• _Extracted records_
============

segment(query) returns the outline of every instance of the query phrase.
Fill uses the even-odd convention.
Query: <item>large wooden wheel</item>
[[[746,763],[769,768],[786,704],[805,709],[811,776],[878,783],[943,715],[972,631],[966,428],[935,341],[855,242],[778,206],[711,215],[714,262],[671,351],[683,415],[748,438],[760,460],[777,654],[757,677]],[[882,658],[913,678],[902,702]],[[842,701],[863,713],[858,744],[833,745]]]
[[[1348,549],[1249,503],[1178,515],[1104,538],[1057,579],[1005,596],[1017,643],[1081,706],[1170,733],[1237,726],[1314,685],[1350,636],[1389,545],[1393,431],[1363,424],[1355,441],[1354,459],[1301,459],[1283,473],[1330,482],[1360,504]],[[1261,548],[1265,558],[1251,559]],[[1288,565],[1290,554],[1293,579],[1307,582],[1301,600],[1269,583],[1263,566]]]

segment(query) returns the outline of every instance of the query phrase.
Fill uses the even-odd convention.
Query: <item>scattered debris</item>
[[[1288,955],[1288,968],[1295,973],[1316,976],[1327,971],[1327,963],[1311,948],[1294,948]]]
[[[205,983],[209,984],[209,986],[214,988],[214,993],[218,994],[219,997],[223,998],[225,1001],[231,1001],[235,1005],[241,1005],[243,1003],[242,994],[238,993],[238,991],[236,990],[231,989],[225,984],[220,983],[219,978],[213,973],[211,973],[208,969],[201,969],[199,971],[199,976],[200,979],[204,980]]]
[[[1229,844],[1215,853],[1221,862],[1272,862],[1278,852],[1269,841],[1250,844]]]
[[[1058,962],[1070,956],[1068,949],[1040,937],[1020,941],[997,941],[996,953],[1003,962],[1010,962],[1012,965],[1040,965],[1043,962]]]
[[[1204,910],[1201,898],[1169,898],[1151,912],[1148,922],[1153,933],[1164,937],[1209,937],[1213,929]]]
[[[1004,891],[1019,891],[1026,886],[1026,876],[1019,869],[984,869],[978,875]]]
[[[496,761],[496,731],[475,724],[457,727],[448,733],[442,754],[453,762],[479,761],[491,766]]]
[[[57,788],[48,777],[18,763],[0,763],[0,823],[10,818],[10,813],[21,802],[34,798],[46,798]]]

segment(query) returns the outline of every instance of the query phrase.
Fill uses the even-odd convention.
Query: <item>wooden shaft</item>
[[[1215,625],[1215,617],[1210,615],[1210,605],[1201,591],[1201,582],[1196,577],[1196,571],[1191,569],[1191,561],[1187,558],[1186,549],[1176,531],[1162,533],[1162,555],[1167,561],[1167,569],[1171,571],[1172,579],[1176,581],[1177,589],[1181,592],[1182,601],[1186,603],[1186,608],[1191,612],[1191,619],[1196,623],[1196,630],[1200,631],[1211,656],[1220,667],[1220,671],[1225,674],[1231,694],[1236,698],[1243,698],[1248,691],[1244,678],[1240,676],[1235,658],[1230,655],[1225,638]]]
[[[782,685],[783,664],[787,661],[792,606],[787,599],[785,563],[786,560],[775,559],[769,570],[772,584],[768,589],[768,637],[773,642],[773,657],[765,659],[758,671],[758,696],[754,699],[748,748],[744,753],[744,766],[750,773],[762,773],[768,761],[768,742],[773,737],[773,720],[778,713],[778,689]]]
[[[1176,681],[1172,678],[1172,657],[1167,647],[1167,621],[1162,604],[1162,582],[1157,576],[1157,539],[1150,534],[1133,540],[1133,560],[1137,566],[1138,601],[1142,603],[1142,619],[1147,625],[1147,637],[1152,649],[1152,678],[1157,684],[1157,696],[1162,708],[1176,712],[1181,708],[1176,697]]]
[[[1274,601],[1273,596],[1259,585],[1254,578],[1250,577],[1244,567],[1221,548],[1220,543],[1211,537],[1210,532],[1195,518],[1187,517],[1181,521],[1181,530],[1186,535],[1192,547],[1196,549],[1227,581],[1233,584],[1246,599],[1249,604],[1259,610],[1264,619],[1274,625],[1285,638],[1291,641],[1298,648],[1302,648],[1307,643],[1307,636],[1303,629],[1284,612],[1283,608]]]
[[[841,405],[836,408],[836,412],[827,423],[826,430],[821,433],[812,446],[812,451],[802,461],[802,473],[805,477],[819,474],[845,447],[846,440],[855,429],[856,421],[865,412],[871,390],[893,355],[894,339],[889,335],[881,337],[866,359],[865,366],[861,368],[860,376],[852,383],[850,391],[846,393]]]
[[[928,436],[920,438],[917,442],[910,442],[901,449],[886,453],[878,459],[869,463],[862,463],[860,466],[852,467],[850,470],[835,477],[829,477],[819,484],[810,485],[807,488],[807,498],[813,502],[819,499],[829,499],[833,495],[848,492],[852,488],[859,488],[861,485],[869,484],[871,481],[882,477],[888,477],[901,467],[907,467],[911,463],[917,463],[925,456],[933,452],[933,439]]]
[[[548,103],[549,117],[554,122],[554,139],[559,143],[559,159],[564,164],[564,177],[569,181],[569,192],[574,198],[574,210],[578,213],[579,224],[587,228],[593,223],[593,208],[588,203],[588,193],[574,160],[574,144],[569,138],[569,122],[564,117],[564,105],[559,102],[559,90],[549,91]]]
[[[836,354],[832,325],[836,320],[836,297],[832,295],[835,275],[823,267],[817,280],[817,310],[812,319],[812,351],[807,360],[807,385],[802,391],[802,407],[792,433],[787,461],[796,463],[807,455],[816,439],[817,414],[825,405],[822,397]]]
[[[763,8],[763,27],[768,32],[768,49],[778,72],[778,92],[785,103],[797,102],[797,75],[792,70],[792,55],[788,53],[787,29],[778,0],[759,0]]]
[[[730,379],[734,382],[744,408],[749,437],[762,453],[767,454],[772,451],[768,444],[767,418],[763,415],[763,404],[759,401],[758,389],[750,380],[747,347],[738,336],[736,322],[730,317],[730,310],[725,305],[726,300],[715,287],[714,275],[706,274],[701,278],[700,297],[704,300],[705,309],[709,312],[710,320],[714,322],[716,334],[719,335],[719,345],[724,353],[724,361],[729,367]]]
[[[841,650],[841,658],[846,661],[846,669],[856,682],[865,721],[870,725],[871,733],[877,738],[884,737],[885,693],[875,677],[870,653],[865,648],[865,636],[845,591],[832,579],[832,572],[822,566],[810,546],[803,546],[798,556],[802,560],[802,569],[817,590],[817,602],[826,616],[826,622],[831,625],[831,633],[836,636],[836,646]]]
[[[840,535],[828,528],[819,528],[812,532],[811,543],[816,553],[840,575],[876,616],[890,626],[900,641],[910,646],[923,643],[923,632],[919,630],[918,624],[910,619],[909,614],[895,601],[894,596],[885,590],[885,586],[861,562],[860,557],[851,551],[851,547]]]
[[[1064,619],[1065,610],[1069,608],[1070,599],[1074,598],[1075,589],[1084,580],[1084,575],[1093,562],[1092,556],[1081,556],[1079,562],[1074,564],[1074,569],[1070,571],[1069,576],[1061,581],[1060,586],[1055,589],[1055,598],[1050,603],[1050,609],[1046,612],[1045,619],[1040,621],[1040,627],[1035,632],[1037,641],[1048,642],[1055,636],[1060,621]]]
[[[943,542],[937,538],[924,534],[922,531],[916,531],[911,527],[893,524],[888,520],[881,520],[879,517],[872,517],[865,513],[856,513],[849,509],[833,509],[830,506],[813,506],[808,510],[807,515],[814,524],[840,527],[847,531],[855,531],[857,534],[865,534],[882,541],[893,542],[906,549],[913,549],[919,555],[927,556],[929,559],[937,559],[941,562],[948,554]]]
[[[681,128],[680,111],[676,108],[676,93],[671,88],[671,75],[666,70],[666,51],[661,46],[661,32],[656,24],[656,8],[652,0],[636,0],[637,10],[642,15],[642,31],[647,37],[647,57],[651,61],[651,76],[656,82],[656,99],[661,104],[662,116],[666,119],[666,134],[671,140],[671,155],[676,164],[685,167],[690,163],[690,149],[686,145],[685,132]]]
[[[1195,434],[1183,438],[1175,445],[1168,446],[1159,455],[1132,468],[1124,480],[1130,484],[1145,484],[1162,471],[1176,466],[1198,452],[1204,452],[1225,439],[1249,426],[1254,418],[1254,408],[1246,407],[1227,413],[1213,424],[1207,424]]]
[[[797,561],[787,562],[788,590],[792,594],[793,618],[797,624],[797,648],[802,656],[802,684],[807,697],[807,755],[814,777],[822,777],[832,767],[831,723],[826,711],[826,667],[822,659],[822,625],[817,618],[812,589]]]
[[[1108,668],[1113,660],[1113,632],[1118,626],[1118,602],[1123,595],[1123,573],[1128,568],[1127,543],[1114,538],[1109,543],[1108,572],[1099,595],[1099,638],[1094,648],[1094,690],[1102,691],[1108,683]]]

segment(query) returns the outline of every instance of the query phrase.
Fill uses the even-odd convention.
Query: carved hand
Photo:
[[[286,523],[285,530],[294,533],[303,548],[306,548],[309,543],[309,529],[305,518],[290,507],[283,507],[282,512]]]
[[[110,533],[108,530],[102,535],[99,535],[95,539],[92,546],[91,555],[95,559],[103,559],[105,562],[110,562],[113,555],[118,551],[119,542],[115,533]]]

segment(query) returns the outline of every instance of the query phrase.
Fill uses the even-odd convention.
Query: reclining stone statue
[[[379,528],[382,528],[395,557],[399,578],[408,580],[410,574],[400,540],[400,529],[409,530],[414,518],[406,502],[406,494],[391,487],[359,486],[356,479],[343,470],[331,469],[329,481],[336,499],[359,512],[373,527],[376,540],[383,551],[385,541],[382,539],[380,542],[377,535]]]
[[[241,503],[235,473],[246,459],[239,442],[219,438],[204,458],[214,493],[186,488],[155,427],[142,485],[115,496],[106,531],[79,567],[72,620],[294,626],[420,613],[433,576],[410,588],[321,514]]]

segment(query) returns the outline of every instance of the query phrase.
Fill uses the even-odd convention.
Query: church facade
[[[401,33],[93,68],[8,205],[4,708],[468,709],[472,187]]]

============

• _Your assignment_
Going through the records, say how many lines hold the string "wooden". Only the number should be given.

• _The completed task_
2